Come sempre, a gennaio il Fondo Monetario Internazionale pubblica l’aggiornamento periodico delle prospettive di crescita economica a livello globale. Quest’anno, in molti si sono sentiti rassicurati per il miglioramento delle valutazioni FMI, con stime di crescita del Pil riviste al rialzo rispetto ai timori di una recessione globale di pochi mesi fa. Meglio per molti, ma non tutti: le stime per il Regno Unito sono state infatti ritoccate al ribasso di 0,9 punti percentuali rispetto al ‘World Economic Outlook’ di ottobre, con una previsione di recessione dello 0,6% per il 2023. Cifre che sembrano ancora più pesanti se si pensa che, sempre secondo il Fondo Monetario, la Gran Bretagna sarà l’unico Paese del G20 a subire una contrazione del Pil: una sorte che potrebbe non toccare nemmeno alla Russia (nonostante nove round di sanzioni e un crescente isolamento internazionale).
Come si spiega questa ‘performance’ tanto negativa? Secondo il FMI si tratta soprattutto delle conseguenze della brusca frenata imposta dalla nuova fase di politiche economiche restrittive. Londra si trova in una situazione congiunturale in parte diversa rispetto alle altre economie occidentali, in cui la spesa pubblica non è (per il momento) andata incontro a una sostanziale contrazione. Al contrario, il premier britannico Rishi Sunak non si è potuto sottrarre alla decisione di pesanti tagli alla spesa pubblica per rimediare ai danni fatti da Liz Truss, che lo aveva preceduto a Downing Street per soli 40 giorni.
Il governo più breve della storia del Paese, ma durato a sufficienza per portare la Gran Bretagna sull’orlo di una crisi finanziaria sull’onda delle promesse di tagli alle tasse che sarebbero stati insostenibili.
I segnali della tempesta, del resto, c’erano tutti. A partire dalla difficile gestione del post-Brexit, ma includendo anche il malcontento dei lavoratori del settore pubblico, da tempo sottopagati e ora messi in ginocchio dall’inflazione che ha colpito il Regno Unito in maniera ancor più pesante che nel resto d’Europa proprio a causa dei problemi legati all’uscita dal mercato unico. In particolare, non si può non citare un aumento dei costi di trasporto, oltre che un’ingente carenza di forza lavoro nei settori della logistica e dei servizi commerciali. Ecco perché è dall’autunno che si susseguono in tutto il Paese ondate di scioperi da parte dei lavoratori di diverse categorie del ‘civil service’, il settore pubblico britannico: i dipendenti del settore sanitario (National Health Service), insegnanti, autisti del trasporto pubblico, vigili del fuoco, dipendenti delle poste, ferrovieri. Milioni di persone che protestano contro il Governo per gli aumenti di stipendio giudicati assolutamente insufficienti a contrastare il carovita (4-5% in più in busta paga a fronte di un’inflazione che è da diversi mesi in doppia cifra).

□ □ □ □

→ Completa quanto segue:
[1] Trascrivi dal brano sull'economia britannica riportato sopra tutto il testo, da "Come si spiega" fino a "sarebbero stati insostenibili.".
[2] Scrivi il seguito del brano sull'economia britannica, riprendendo subito dopo la sua ultima frase.

→ Informazioni riportate:

□ □ □ □

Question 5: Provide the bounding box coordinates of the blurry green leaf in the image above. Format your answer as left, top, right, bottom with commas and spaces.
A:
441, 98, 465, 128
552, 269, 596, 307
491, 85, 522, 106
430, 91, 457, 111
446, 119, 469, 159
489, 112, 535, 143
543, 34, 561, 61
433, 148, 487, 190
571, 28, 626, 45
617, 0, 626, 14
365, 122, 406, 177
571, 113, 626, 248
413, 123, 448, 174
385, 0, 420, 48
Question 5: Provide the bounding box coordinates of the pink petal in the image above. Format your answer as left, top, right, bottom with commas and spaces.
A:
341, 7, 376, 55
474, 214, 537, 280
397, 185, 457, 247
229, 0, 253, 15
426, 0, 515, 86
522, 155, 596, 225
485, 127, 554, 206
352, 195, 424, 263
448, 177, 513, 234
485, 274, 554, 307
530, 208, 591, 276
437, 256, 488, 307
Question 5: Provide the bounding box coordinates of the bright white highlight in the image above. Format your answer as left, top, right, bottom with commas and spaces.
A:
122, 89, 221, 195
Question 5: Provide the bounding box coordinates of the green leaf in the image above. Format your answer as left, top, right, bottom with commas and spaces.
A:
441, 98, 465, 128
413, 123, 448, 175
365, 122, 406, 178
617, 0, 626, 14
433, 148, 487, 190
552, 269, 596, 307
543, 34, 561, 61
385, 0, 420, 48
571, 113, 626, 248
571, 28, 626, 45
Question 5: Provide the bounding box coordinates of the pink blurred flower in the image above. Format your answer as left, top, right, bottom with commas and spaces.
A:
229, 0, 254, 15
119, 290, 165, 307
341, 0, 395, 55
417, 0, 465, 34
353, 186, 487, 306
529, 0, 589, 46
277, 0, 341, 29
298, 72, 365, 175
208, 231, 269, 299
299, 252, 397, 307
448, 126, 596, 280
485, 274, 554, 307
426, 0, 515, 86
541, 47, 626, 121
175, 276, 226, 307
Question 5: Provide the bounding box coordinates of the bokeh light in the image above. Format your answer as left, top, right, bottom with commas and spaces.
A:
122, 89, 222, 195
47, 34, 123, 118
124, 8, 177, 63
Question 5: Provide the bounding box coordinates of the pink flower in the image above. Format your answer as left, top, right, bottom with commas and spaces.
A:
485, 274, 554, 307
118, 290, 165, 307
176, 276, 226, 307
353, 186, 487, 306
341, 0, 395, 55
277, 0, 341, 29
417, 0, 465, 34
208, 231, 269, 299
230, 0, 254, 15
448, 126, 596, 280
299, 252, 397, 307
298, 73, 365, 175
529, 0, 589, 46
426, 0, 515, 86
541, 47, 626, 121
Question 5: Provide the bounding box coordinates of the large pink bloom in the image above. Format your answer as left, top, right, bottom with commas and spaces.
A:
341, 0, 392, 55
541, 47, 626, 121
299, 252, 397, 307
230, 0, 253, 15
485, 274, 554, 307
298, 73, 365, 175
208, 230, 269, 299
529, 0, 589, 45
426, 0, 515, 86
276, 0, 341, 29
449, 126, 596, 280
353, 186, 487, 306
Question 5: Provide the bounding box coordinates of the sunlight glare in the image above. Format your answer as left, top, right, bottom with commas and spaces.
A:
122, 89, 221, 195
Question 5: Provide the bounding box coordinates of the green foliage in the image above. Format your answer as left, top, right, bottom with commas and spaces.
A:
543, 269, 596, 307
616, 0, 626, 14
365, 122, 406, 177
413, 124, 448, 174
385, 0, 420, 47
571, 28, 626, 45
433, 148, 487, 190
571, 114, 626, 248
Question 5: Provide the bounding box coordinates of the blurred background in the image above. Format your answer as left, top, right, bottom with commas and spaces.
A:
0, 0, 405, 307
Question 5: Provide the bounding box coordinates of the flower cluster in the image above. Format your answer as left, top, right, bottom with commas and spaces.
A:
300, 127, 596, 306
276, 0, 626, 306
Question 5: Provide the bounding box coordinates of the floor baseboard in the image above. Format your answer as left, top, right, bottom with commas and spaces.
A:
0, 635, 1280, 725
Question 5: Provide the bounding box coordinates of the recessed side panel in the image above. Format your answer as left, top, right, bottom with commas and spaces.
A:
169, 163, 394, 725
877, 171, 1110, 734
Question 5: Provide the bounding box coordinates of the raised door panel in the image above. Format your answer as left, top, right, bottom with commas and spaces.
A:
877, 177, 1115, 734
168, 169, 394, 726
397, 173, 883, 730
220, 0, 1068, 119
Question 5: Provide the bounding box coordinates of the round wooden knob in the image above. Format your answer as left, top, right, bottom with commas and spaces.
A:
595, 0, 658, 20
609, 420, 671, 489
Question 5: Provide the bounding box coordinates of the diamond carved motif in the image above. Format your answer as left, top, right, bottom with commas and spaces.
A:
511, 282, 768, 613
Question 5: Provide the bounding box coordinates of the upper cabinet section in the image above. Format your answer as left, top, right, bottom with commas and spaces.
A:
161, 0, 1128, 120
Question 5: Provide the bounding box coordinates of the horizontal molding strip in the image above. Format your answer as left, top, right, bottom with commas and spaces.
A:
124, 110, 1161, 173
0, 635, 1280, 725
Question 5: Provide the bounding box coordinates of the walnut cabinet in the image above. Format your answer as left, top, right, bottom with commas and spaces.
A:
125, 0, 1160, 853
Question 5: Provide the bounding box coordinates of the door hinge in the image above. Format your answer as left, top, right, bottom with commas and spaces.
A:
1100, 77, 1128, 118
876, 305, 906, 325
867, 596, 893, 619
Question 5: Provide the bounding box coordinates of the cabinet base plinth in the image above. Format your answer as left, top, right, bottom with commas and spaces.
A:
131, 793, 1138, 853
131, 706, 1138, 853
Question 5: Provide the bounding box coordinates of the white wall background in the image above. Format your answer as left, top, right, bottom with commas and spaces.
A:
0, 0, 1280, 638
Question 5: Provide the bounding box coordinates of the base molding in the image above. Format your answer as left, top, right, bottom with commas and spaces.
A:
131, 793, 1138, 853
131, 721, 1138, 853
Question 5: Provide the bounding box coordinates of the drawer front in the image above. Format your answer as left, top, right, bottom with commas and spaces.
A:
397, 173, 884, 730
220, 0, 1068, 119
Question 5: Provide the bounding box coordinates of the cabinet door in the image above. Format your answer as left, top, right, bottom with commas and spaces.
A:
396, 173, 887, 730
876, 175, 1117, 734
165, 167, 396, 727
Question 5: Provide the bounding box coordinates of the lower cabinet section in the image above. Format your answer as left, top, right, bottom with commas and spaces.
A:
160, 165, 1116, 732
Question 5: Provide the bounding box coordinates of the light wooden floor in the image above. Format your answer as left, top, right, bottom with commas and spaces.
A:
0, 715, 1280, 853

□ □ □ □

→ Risultati attesi:
[1]
Come si spiega questa ‘performance’ tanto negativa? Secondo il FMI si tratta soprattutto delle conseguenze della brusca frenata imposta dalla nuova fase di politiche economiche restrittive. Londra si trova in una situazione congiunturale in parte diversa rispetto alle altre economie occidentali, in cui la spesa pubblica non è (per il momento) andata incontro a una sostanziale contrazione. Al contrario, il premier britannico Rishi Sunak non si è potuto sottrarre alla decisione di pesanti tagli alla spesa pubblica per rimediare ai danni fatti da Liz Truss, che lo aveva preceduto a Downing Street per soli 40 giorni.
Il governo più breve della storia del Paese, ma durato a sufficienza per portare la Gran Bretagna sull’orlo di una crisi finanziaria sull’onda delle promesse di tagli alle tasse che sarebbero stati insostenibili.

[2]
I problemi dell’economia britannica non vanno cercati esclusivamente in scelte più o meno recenti che si sono poi rivelate sbagliate, dalla decisione di uscire dal Mercato unico europeo, al velleitario ‘mini-budget’ di Liz Truss. Le ragioni dell’attuale situazione sono anche strutturali e di lungo periodo, in particolar modo nella perdita di produttività accusata a partire dalla crisi finanziaria globale del 2008-2009. «Se nei quindici anni precedenti la produttività era cresciuta mediamente di oltre il 2% annuo, in quelli successivi la crescita è stata di appena lo 0,5% soprattutto a causa di una carenza di investimenti, sia nel settore pubblico che nel privato». Perdita di competitività ulteriormente aggravata dall’uscita del Regno Unito dall’UE, che per una sfortunata fatalità si è sovrapposta ai fattori esterni di crisi che negli ultimi tre anni hanno portato al rallentamento dell’economia globale.
Un ulteriore colpo all’economia britannica potrebbe arrivare dalla ‘guerra dei sussidi’ lanciata dagli Stati Uniti attraverso l’Inflation Reduction Act: se l’Unione europea dovesse rispondere con gli stessi strumenti (non è ancora chiaro come funzionerà l’annunciato Green Deal Industrial Plan) anziché trovare un accordo con gli USA per la definizione di regole comuni, Londra potrebbe trovarsi ancor più isolata (oltre alla Manica anche sull’Atlantico). Il ministro delle Finanze Jeremy Hunt non ha nascosto la preoccupazione per il rischio di barriere protezionistiche tra le due sponde dell’Atlantico. Almeno a parole, Hunt ha confermato il ruolo del Regno Unito come difensore del ‘libero scambio’ e ha promesso imminenti contromisure alla politica protezionistica di Biden. Nessun sussidii alle imprese nei settori green tech ma imprecisati provvedimenti per migliorare il ‘business environment’, il contesto imprenditoriale britannico e renderlo più attrattivo per gli investimenti esteri.
Insomma, ‘contro agevolazioni’ per attrarre ad esempio, i vecchi investimenti europei fatti fuggire con l’Exit di troppa arroganza. «Facile a dirsi meno a farsi, dal momento che l’elevata terziarizzazione dell’economia britannica non può tradursi in una rapida re-industrializzazione».
Guerra in Ucraina e il sostegno britannico pesante. «Se l’economia britannica è in sofferenza, il ruolo di Londra come potenza autorevole in politica estera non sembra invece essere in discussione», valuta ISPI. L’attivismo a livello internazionale di Rishi Sunak è in continuità con quanto fatto negli ultimi anni da Boris Johnson: lo dimostra la recentissima visita di Volodymyr Zelensky a Londra, dove ha incassato una prima apertura al possibile invio di aerei da combattimento all’Ucraina. Regno Unito in prima linea nello stimolare un impegno più deciso degli Stati europei nella NATO.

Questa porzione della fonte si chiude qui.